Is cramming the night before ever a good idea?

Rarely. A late cram tends to trade sleep for a shallow, short-lived recall, and a tired brain performs worse in the room. A short review to settle the mind is fine, but the real work should be done across the days before. Protecting the night's sleep usually helps more than one extra hour of study.

My child gets very nervous. Should we skip practice tests to avoid stress?

The opposite, in gentle doses. Avoiding practice keeps the exam an unknown, and the unknown is what feeds the nerves. Low-key practice papers at home, treated as rehearsals rather than judgements, build familiarity and confidence. By the third one, most of the fear of the format has worn off.

How do I help with a subject I'm not confident in myself?

You don't need to teach it. Ask your child to explain the topic to you as if you know nothing, since teaching it back is one of the strongest ways to learn. If real gaps show up that neither of you can close, that's the point where an educator can find and fix the root cause quickly.

Do you help with NAPLAN and selective or scholarship exams?

Yes. We support children from Foundation to Year 10 in Maths and English, including NAPLAN-style preparation and dedicated selective-entry and scholarship practice. We use past-paper style material so children get comfortable with the format and timing well before the real thing.

How much notice do we need before a test to make a difference?

Even a week or two of short, regular sessions helps far more than a single big push. That's usually enough to find the main gaps, do a couple of practice papers, and settle the nerves. For bigger goals like selective or scholarship entry, starting terms ahead gives the best results.

Given exercise:
Answer these questions using the exam preparation passage above.
(a) What usually helps more than one extra hour of study the night before?
(b) Which year levels and subjects does the support cover?
(c) By which practice paper has most of the fear of the format usually worn off?

Information supplied:

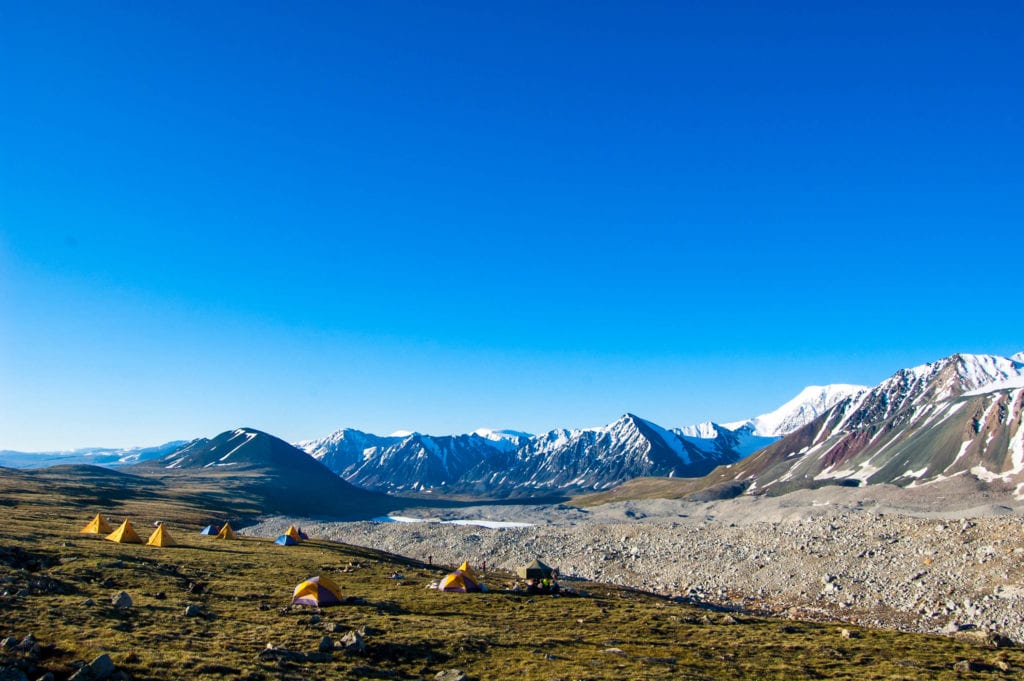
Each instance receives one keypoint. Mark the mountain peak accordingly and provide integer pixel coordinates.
(811, 402)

Answer:
(a) Protecting the night's sleep.
(b) Foundation to Year 10, in Maths and English.
(c) The third one.